WHAT YOU HAVE TO DO
Print the following listing again, keeping every line identical to the original.

[Rows from a pointing dataset]
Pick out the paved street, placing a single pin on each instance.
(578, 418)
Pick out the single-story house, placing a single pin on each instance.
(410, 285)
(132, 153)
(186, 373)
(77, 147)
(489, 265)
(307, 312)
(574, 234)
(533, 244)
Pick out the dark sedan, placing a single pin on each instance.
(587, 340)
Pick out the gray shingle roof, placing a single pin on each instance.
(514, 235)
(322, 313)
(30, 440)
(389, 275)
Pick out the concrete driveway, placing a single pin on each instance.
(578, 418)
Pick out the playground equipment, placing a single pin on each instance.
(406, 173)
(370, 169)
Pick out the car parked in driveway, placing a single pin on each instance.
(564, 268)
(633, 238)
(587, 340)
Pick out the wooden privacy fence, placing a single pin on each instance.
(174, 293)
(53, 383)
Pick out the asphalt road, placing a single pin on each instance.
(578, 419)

EXPECTED ANSWER
Pick out the paved street, placing a single pin on each instance.
(578, 418)
Pick out the single-story house, placing a single pin on each instance.
(410, 285)
(132, 153)
(186, 373)
(77, 147)
(489, 265)
(307, 312)
(574, 234)
(533, 244)
Pick out the dark sedan, placing a single pin on each instance.
(587, 340)
Pick out the gray shingle roof, placing a single pin on each instance.
(514, 235)
(322, 313)
(30, 440)
(389, 275)
Pick out the concrete driveway, placing a single pin on each instance.
(578, 418)
Pick out the playground equipment, placing a single pin on each instance.
(406, 173)
(370, 169)
Pick out the car parked in driveway, placing a single pin on each instance.
(564, 268)
(633, 238)
(587, 340)
Pick out the wooden privacy fence, placing a single pin on each instance.
(174, 293)
(53, 383)
Pick out the asphalt road, placing a single pin on each instance.
(578, 419)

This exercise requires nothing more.